**Given records**
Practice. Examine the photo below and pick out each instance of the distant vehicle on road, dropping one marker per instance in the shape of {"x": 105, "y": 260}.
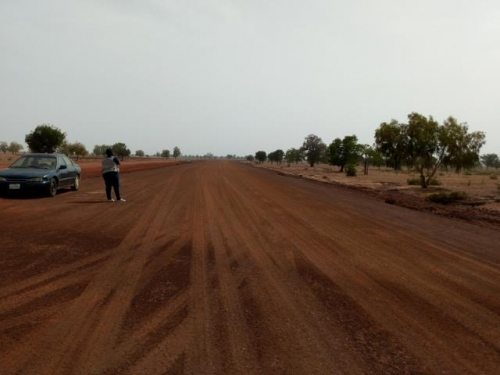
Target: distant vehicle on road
{"x": 44, "y": 173}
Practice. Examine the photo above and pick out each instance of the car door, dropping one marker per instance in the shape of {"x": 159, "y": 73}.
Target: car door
{"x": 63, "y": 172}
{"x": 72, "y": 172}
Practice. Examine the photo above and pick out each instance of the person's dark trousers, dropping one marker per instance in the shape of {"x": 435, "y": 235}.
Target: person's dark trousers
{"x": 112, "y": 180}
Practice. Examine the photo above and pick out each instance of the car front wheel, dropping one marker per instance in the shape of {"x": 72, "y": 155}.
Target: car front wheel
{"x": 53, "y": 187}
{"x": 76, "y": 184}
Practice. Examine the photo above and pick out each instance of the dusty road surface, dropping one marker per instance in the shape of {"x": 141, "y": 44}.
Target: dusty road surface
{"x": 221, "y": 268}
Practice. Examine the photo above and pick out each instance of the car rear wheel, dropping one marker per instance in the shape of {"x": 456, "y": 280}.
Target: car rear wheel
{"x": 53, "y": 187}
{"x": 76, "y": 184}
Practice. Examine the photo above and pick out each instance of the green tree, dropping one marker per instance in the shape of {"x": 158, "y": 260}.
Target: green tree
{"x": 427, "y": 145}
{"x": 177, "y": 152}
{"x": 261, "y": 156}
{"x": 370, "y": 156}
{"x": 100, "y": 149}
{"x": 461, "y": 147}
{"x": 313, "y": 149}
{"x": 390, "y": 141}
{"x": 121, "y": 150}
{"x": 276, "y": 156}
{"x": 345, "y": 151}
{"x": 15, "y": 147}
{"x": 293, "y": 155}
{"x": 490, "y": 160}
{"x": 45, "y": 138}
{"x": 78, "y": 149}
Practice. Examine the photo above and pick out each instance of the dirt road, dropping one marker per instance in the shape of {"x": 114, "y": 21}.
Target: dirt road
{"x": 221, "y": 268}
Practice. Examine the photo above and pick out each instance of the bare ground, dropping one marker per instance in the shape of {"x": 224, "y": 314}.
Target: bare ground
{"x": 221, "y": 268}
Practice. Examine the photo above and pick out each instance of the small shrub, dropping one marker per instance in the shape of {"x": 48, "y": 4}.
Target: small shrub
{"x": 434, "y": 182}
{"x": 350, "y": 170}
{"x": 447, "y": 198}
{"x": 416, "y": 181}
{"x": 413, "y": 181}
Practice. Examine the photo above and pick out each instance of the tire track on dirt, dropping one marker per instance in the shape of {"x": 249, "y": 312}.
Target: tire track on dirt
{"x": 110, "y": 284}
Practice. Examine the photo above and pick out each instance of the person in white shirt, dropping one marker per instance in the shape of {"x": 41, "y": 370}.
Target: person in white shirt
{"x": 111, "y": 175}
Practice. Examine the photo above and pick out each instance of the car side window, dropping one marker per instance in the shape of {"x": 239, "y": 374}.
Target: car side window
{"x": 68, "y": 161}
{"x": 61, "y": 160}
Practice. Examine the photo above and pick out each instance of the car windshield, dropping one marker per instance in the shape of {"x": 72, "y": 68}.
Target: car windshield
{"x": 38, "y": 162}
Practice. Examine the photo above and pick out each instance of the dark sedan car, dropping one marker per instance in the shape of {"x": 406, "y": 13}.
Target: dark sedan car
{"x": 40, "y": 172}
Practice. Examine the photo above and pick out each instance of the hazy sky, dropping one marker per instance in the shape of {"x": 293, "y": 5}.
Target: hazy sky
{"x": 235, "y": 77}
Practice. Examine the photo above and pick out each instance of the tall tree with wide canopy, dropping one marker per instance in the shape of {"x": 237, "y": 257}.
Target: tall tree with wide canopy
{"x": 261, "y": 156}
{"x": 426, "y": 146}
{"x": 345, "y": 151}
{"x": 490, "y": 160}
{"x": 314, "y": 149}
{"x": 45, "y": 138}
{"x": 293, "y": 155}
{"x": 121, "y": 150}
{"x": 177, "y": 152}
{"x": 390, "y": 141}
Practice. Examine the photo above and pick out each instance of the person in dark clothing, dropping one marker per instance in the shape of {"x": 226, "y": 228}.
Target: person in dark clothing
{"x": 111, "y": 175}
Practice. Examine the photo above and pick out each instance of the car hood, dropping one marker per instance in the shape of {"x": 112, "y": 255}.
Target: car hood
{"x": 25, "y": 172}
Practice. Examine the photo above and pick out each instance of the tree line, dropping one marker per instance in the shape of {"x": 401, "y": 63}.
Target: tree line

**Exercise goal**
Turn every line of the items above into a Markdown table with the columns Row and Item line, numbering each row and skipping blank lines. Leave the pictures out of the table.

**Result**
| Row | Item line |
|---|---|
| 1 | Practice. Examine the photo below and pick out each instance of the distant vehicle on road, dropping one marker per instance in the shape of {"x": 105, "y": 260}. |
| 2 | Target: distant vehicle on road |
| 3 | {"x": 44, "y": 173} |
| 4 | Practice. Examine the photo above and pick out each instance of the car door, dropping one marker per instance in the shape of {"x": 159, "y": 73}. |
| 5 | Target: car door |
| 6 | {"x": 63, "y": 172} |
| 7 | {"x": 72, "y": 172} |
| 8 | Practice. Examine the photo above and pick out each instance of the person's dark trousers, dropping one marker per instance in the shape of {"x": 435, "y": 235}. |
| 9 | Target: person's dark trousers |
| 10 | {"x": 112, "y": 180} |
| 11 | Practice. Examine the photo above and pick out each instance of the car front wheel, dropping one marker per instance in the shape of {"x": 72, "y": 155}. |
| 12 | Target: car front wheel |
| 13 | {"x": 53, "y": 187} |
| 14 | {"x": 76, "y": 184} |
| 15 | Practice. Examine the photo above and pick out each instance of the dusty road surface, dropping one marker per instance in the shape of {"x": 141, "y": 44}. |
| 16 | Target: dusty road surface |
| 17 | {"x": 221, "y": 268} |
| 18 | Practice. Examine the photo above and pick out each instance of the car rear wheel, dropping one marker per instance in the shape of {"x": 456, "y": 280}. |
| 19 | Target: car rear wheel |
| 20 | {"x": 53, "y": 187} |
| 21 | {"x": 76, "y": 184} |
| 22 | Practice. Examine the photo above and pick out each instance of the green tree, dropping one marker per instance in the shape of {"x": 158, "y": 260}. |
| 23 | Target: green tree |
| 24 | {"x": 427, "y": 145} |
| 25 | {"x": 177, "y": 152} |
| 26 | {"x": 261, "y": 156} |
| 27 | {"x": 370, "y": 156} |
| 28 | {"x": 100, "y": 149} |
| 29 | {"x": 461, "y": 147} |
| 30 | {"x": 313, "y": 149} |
| 31 | {"x": 390, "y": 141} |
| 32 | {"x": 121, "y": 150} |
| 33 | {"x": 276, "y": 156} |
| 34 | {"x": 345, "y": 151} |
| 35 | {"x": 15, "y": 147} |
| 36 | {"x": 293, "y": 155} |
| 37 | {"x": 490, "y": 160} |
| 38 | {"x": 45, "y": 138} |
| 39 | {"x": 78, "y": 149} |
| 40 | Practice. Examine the photo above and pick out each instance of the dirt road, dropping one marker per instance in the shape of {"x": 114, "y": 21}. |
| 41 | Target: dirt road |
| 42 | {"x": 221, "y": 268} |
| 43 | Practice. Examine the photo above and pick out each instance of the bare ground, dropping one marker per instance in the shape of {"x": 224, "y": 314}. |
| 44 | Target: bare ground |
| 45 | {"x": 221, "y": 268} |
| 46 | Practice. Examine the photo above and pick out each instance of the small shrub, dropping one marker per instance in the shape of {"x": 48, "y": 4}. |
| 47 | Target: small shrub |
| 48 | {"x": 434, "y": 182} |
| 49 | {"x": 350, "y": 170} |
| 50 | {"x": 447, "y": 198} |
| 51 | {"x": 416, "y": 181} |
| 52 | {"x": 413, "y": 181} |
| 53 | Practice. Examine the photo above and pick out each instance of the tire track on dirt, dropping one marker per instance in the shape of {"x": 249, "y": 312}. |
| 54 | Target: tire track on dirt |
| 55 | {"x": 110, "y": 284} |
| 56 | Practice. Examine the photo above and pick out each instance of the person in white shirt, dropping one marker per instance in the shape of {"x": 41, "y": 370}. |
| 57 | Target: person in white shirt |
| 58 | {"x": 111, "y": 175} |
| 59 | Practice. Examine the photo above and pick out each instance of the car side window, dropping one marker per instance in the shape of {"x": 239, "y": 374}. |
| 60 | Target: car side window |
| 61 | {"x": 68, "y": 161} |
| 62 | {"x": 61, "y": 160} |
| 63 | Practice. Examine the photo above and pick out each instance of the car windshield, dropping one marker per instance in the shape of {"x": 72, "y": 68}. |
| 64 | Target: car windshield |
| 65 | {"x": 38, "y": 162} |
| 66 | Practice. Examine the photo above and pick out each instance of the dark sedan car, dropping one marker per instance in the shape of {"x": 406, "y": 13}. |
| 67 | Target: dark sedan car |
| 68 | {"x": 40, "y": 172} |
| 69 | Practice. Examine the photo above and pick out each instance of the hazy sky, dropping one marker per instance in the shape of {"x": 293, "y": 5}. |
| 70 | Target: hazy sky |
| 71 | {"x": 235, "y": 77} |
| 72 | Practice. Examine the photo above and pick out each instance of the tall tree with wide canopy, dropping one marker per instance in the shape of {"x": 237, "y": 257}. |
| 73 | Target: tall tree with wide canopy |
| 74 | {"x": 261, "y": 156} |
| 75 | {"x": 426, "y": 146} |
| 76 | {"x": 345, "y": 151} |
| 77 | {"x": 490, "y": 160} |
| 78 | {"x": 314, "y": 149} |
| 79 | {"x": 45, "y": 138} |
| 80 | {"x": 293, "y": 155} |
| 81 | {"x": 121, "y": 150} |
| 82 | {"x": 177, "y": 152} |
| 83 | {"x": 390, "y": 141} |
| 84 | Practice. Examine the photo above and pick out each instance of the person in dark clothing, dropping one marker per instance in the shape of {"x": 226, "y": 228}. |
| 85 | Target: person in dark clothing |
| 86 | {"x": 111, "y": 175} |
| 87 | Practice. Examine the photo above and pick out each instance of the car hood, dropping one marker per instance in the shape of {"x": 112, "y": 255}. |
| 88 | Target: car hood |
| 89 | {"x": 25, "y": 172} |
| 90 | Practice. Examine the photo above and pick out each instance of the tree line, dropping one marker per instance in the shape of {"x": 401, "y": 63}. |
| 91 | Target: tree line |